WHAT IS EXPECTED:
Keep only the lines of the rows below that contain the word "woman", treating uppercase and lowercase letters as different.

DATA SHOWN:
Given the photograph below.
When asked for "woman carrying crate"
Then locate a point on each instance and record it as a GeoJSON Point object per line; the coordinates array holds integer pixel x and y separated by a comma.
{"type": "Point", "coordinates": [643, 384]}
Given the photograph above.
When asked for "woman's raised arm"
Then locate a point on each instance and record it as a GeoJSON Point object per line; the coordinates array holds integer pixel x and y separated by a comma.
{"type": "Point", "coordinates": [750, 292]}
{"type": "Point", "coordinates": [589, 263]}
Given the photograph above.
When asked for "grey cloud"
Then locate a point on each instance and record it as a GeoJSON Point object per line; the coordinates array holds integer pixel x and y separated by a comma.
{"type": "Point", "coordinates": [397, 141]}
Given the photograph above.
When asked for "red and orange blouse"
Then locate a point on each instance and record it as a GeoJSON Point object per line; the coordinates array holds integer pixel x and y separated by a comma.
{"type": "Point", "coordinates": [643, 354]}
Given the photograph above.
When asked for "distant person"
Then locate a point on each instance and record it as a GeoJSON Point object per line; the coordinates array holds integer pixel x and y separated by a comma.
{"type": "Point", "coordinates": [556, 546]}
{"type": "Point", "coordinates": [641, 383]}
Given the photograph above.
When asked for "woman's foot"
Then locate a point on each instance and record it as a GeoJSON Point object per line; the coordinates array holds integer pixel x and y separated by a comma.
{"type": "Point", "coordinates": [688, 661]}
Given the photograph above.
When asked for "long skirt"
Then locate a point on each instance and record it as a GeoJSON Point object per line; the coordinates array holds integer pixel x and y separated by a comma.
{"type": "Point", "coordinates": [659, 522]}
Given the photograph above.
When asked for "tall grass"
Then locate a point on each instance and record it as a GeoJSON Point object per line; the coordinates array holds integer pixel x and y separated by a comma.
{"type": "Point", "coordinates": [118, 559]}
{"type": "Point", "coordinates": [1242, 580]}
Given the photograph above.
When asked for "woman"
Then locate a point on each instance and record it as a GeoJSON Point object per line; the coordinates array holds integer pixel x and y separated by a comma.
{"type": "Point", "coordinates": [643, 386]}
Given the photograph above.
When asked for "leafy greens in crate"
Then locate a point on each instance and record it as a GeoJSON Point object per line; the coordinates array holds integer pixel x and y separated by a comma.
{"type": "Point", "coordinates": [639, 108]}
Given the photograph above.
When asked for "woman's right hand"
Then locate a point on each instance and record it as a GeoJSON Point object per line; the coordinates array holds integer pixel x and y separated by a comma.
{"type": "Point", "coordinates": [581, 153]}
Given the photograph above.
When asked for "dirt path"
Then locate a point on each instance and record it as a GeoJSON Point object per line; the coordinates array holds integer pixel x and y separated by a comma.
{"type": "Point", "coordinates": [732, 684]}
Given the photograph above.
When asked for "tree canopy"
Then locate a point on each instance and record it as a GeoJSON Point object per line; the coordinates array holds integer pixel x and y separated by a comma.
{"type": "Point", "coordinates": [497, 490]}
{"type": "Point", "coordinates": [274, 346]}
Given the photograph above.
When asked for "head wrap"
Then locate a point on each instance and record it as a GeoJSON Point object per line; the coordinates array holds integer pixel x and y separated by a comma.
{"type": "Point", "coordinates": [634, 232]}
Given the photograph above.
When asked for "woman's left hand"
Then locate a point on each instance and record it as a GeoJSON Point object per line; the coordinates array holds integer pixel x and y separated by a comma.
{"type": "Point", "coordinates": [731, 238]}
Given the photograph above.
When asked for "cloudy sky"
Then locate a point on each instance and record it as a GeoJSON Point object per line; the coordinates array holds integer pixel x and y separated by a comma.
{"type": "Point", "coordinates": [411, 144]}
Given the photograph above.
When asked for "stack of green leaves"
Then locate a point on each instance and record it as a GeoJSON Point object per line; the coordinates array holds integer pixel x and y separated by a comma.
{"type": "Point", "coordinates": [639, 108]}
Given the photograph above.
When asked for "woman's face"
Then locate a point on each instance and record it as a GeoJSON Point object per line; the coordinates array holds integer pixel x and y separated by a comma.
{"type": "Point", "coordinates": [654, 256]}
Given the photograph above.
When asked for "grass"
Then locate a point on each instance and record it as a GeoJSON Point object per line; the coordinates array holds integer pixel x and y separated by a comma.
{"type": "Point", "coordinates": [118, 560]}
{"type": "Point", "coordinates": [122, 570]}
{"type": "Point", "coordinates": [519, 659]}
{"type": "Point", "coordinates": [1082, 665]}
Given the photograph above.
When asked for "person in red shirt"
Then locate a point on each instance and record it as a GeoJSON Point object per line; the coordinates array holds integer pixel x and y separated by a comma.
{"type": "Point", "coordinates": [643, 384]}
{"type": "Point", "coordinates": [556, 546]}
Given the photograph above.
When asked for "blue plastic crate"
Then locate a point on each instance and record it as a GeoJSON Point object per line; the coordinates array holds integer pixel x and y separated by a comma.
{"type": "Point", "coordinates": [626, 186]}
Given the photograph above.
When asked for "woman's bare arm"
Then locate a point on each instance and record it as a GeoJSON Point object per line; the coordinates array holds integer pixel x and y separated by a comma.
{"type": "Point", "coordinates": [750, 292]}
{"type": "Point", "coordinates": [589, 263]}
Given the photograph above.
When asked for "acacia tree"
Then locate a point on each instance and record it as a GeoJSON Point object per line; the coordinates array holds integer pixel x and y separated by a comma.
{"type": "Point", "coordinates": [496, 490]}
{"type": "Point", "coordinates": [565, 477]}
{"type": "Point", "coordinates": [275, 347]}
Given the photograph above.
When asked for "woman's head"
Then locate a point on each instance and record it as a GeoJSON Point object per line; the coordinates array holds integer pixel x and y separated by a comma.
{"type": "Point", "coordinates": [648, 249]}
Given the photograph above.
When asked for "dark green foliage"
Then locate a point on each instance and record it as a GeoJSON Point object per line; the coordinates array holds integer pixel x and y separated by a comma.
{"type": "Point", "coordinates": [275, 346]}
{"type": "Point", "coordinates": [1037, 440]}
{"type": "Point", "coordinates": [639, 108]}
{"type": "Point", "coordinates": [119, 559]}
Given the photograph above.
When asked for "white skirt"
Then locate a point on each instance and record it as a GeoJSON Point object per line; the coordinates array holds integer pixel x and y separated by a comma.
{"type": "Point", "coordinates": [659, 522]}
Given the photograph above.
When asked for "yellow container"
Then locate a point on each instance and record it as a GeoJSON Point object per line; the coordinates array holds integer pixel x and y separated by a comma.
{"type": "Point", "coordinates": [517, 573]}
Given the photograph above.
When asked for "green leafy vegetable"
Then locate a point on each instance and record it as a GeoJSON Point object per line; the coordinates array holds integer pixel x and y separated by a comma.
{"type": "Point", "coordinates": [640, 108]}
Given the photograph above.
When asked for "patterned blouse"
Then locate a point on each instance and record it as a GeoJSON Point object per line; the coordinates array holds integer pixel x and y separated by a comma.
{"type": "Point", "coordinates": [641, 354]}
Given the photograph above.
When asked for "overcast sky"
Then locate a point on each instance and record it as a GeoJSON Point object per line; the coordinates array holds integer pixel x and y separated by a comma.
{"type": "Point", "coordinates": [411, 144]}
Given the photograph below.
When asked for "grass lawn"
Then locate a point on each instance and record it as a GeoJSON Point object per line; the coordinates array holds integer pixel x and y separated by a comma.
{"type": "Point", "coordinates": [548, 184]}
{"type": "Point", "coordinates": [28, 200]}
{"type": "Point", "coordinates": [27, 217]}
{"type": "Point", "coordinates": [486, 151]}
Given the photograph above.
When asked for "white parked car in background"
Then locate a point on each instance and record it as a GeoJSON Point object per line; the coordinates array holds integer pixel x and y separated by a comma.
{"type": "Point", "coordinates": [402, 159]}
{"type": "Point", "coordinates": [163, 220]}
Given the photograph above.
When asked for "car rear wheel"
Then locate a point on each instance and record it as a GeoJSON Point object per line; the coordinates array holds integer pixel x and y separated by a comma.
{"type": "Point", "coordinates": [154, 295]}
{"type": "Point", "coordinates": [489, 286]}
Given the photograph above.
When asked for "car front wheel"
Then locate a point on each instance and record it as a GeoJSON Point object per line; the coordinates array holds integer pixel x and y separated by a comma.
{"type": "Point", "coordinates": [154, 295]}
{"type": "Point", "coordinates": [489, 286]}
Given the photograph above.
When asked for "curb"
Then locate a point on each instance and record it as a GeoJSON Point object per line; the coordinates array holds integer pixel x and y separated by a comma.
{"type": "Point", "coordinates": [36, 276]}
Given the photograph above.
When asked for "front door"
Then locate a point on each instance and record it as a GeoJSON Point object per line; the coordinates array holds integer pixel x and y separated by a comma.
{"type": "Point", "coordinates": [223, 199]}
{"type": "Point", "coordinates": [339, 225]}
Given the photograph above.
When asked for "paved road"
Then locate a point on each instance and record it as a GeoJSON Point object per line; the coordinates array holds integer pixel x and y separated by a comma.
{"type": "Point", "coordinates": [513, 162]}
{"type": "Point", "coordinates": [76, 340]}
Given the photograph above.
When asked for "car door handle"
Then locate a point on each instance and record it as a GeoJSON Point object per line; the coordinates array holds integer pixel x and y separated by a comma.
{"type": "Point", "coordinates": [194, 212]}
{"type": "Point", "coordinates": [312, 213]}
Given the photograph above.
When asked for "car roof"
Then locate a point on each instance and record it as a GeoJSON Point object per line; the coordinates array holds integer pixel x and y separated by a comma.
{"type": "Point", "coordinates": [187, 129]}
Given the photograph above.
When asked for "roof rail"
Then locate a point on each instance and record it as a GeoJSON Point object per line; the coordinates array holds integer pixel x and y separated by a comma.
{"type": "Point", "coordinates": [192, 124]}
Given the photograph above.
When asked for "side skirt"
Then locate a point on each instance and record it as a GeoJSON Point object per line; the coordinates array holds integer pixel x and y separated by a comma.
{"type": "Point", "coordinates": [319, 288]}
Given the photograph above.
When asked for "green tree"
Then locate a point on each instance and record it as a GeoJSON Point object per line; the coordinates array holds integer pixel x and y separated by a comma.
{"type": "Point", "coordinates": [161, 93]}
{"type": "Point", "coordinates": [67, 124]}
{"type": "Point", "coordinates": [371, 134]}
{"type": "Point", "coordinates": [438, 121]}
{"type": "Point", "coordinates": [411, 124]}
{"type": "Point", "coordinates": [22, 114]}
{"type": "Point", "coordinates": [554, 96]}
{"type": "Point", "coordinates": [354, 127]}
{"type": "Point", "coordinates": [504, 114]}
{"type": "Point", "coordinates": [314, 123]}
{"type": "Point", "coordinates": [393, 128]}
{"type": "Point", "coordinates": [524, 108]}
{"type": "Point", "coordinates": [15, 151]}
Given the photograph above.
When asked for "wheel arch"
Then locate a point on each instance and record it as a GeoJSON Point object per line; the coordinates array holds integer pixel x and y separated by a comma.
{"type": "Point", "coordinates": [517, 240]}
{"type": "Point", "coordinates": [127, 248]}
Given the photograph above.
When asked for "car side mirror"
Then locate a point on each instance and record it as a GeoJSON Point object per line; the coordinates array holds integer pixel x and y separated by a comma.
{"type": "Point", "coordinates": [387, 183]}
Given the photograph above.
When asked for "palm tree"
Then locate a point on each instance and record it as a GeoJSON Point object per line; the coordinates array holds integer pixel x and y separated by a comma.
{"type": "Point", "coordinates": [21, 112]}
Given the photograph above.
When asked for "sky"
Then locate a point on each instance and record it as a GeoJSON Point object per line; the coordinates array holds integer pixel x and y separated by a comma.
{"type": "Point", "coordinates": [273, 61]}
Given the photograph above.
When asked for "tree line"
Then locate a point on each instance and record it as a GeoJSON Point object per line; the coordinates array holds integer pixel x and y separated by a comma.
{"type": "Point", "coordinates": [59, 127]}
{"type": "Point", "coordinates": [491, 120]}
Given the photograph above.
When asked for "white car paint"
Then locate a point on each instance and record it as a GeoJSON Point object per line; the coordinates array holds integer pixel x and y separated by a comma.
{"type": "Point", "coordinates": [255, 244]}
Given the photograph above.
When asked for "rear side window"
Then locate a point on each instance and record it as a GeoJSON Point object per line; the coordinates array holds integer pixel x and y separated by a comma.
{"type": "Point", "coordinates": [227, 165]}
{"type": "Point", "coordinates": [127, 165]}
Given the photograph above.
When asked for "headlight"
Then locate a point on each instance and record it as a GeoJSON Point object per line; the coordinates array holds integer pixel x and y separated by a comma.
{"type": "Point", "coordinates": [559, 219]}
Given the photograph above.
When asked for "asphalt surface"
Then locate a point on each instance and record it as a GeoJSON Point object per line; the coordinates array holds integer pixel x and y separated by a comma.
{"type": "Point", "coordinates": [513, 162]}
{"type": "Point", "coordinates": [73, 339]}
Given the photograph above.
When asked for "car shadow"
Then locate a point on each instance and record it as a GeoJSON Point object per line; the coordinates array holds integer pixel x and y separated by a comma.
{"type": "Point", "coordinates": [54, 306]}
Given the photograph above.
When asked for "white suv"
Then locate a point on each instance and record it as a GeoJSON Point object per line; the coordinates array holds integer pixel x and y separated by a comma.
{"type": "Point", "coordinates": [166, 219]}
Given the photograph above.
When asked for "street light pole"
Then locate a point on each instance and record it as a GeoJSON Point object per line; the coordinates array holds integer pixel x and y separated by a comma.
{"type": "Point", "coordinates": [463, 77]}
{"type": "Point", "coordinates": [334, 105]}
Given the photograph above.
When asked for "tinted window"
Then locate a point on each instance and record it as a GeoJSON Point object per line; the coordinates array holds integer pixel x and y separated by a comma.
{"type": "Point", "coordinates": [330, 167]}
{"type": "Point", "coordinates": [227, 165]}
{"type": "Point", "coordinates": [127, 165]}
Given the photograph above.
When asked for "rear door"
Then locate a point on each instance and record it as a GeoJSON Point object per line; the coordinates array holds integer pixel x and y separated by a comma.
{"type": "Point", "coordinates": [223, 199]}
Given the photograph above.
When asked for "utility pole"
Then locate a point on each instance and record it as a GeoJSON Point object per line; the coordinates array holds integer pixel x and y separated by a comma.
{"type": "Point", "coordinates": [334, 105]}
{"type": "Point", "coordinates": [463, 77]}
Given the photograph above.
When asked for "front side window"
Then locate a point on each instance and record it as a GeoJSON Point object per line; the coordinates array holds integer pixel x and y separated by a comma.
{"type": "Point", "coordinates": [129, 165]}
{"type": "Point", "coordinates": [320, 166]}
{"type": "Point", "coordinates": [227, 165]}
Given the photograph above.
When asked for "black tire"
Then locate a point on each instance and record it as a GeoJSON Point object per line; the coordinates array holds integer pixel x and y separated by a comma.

FINISHED EXERCISE:
When asked for "woman carrying crate"
When asked for "woman's raised arm"
When asked for "woman's foot"
When asked for "woman"
When asked for "woman's right hand"
When asked for "woman's left hand"
When asked for "woman's face"
When asked for "woman's bare arm"
When asked for "woman's head"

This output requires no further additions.